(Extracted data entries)

§ §

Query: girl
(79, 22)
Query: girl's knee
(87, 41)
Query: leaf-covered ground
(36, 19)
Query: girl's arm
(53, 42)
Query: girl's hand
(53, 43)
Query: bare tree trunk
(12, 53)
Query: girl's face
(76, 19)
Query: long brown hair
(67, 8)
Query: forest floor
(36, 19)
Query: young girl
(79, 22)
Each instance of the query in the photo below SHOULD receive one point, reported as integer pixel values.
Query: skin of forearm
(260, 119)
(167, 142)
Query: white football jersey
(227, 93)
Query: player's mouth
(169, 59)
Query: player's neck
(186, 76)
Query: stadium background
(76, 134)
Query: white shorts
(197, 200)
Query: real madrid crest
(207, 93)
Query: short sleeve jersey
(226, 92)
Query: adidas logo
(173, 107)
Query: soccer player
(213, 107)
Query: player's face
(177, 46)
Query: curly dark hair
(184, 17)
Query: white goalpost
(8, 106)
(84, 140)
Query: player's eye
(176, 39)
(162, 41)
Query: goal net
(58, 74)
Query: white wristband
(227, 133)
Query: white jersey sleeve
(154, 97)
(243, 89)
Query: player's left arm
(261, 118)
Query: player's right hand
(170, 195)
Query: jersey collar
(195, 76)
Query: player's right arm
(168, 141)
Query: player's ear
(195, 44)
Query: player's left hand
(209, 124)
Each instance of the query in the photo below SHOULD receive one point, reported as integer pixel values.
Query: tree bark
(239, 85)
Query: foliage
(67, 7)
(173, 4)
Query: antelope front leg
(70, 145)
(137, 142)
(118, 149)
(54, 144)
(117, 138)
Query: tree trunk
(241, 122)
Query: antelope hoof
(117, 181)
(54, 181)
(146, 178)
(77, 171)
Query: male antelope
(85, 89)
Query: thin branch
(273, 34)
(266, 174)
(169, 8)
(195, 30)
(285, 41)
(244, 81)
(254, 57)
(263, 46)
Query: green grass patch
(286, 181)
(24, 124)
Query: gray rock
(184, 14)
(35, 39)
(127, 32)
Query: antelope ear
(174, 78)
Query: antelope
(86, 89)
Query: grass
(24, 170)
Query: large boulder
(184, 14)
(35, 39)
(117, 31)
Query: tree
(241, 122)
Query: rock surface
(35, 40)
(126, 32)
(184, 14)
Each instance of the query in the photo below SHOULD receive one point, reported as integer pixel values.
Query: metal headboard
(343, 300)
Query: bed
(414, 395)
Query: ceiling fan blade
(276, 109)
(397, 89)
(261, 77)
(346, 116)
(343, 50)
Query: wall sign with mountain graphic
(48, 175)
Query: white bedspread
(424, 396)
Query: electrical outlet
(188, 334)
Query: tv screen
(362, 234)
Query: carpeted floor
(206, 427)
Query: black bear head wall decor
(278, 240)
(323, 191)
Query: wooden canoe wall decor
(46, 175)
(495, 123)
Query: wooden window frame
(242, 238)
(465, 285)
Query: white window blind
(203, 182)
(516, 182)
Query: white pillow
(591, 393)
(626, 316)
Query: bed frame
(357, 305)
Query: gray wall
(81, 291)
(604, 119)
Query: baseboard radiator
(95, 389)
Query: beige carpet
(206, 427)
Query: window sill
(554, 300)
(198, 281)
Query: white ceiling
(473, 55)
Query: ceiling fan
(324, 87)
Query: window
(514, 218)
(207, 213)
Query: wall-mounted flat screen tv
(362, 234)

§ §

Word for word, extract all the records.

#### Task response
Query: girl
(79, 22)
Query: girl's knee
(87, 41)
Query: leaf-covered ground
(36, 19)
Query: girl's arm
(53, 42)
Query: girl's hand
(53, 43)
Query: bare tree trunk
(12, 53)
Query: girl's face
(76, 19)
Query: long brown hair
(67, 8)
Query: forest floor
(36, 19)
Query: young girl
(79, 22)
Each instance of the query in the photo below SHOULD receive one point, reported as integer pixel values.
Query: skin of forearm
(260, 119)
(167, 142)
Query: white football jersey
(227, 93)
Query: player's mouth
(169, 59)
Query: player's neck
(186, 76)
Query: stadium background
(76, 134)
Query: white shorts
(197, 200)
Query: real madrid crest
(207, 93)
Query: short sleeve jersey
(226, 92)
Query: adidas logo
(173, 107)
Query: soccer player
(213, 107)
Query: player's face
(177, 46)
Query: curly dark hair
(184, 17)
Query: white goalpost
(8, 106)
(84, 140)
Query: player's eye
(176, 39)
(162, 41)
Query: goal net
(58, 74)
Query: white wristband
(227, 133)
Query: white jersey sleeve
(154, 97)
(243, 89)
Query: player's left arm
(261, 118)
Query: player's right hand
(170, 195)
Query: jersey collar
(195, 76)
Query: player's right arm
(168, 141)
Query: player's ear
(195, 44)
Query: player's left hand
(209, 124)
Each instance of the query in the photo below SHOULD receive one point, reported as integer pixel values.
Query: tree bark
(239, 85)
Query: foliage
(67, 7)
(173, 4)
Query: antelope front leg
(70, 145)
(137, 142)
(118, 149)
(54, 144)
(117, 138)
Query: tree trunk
(241, 122)
Query: antelope hoof
(117, 181)
(54, 181)
(146, 178)
(77, 171)
Query: male antelope
(85, 89)
Query: thin branch
(273, 34)
(266, 174)
(169, 8)
(195, 30)
(285, 41)
(244, 81)
(254, 57)
(263, 46)
Query: green grass patch
(286, 181)
(24, 124)
Query: gray rock
(184, 14)
(35, 39)
(127, 32)
Query: antelope ear
(174, 78)
Query: antelope
(86, 89)
Query: grass
(24, 170)
Query: large boulder
(184, 14)
(35, 39)
(117, 31)
Query: tree
(241, 122)
Query: rock surface
(35, 40)
(126, 32)
(184, 14)
Each instance of the query in the photo below SHOULD receive one point, reported as integer pixel values.
Query: metal headboard
(343, 300)
Query: bed
(414, 395)
Query: ceiling fan blade
(276, 109)
(397, 89)
(261, 77)
(346, 116)
(343, 50)
Query: wall sign with mountain graphic
(48, 175)
Query: white bedspread
(424, 396)
Query: electrical outlet
(188, 334)
Query: tv screen
(362, 234)
Query: carpeted floor
(206, 427)
Query: black bear head wall decor
(278, 240)
(323, 191)
Query: wooden canoe wall decor
(46, 175)
(495, 123)
Query: wooden window frame
(242, 238)
(465, 285)
Query: white window blind
(203, 182)
(516, 182)
Query: white pillow
(591, 393)
(626, 316)
Query: bed frame
(357, 305)
Query: gray wall
(81, 291)
(604, 119)
Query: baseboard radiator
(95, 389)
Query: beige carpet
(206, 427)
Query: window sill
(554, 300)
(198, 281)
Query: white ceiling
(473, 55)
Query: ceiling fan
(324, 87)
Query: window
(514, 218)
(207, 213)
Query: wall-mounted flat screen tv
(362, 234)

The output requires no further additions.